Records drawn from a dataset
◆ ◆ ◆ ◆
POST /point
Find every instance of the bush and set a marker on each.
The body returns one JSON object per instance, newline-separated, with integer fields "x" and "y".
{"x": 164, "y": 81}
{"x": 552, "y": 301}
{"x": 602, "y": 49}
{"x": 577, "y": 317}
◆ ◆ ◆ ◆
Exercise requirements:
This exercise asks for the line with "Find every instance" and all lines after it through the end of the records above, retyped exactly and with nothing else.

Expected output:
Find every instance of the bush and set a marker on each.
The body returns one JSON object per instance, newline-separated, with integer fields "x" and "y".
{"x": 164, "y": 81}
{"x": 552, "y": 301}
{"x": 602, "y": 49}
{"x": 577, "y": 317}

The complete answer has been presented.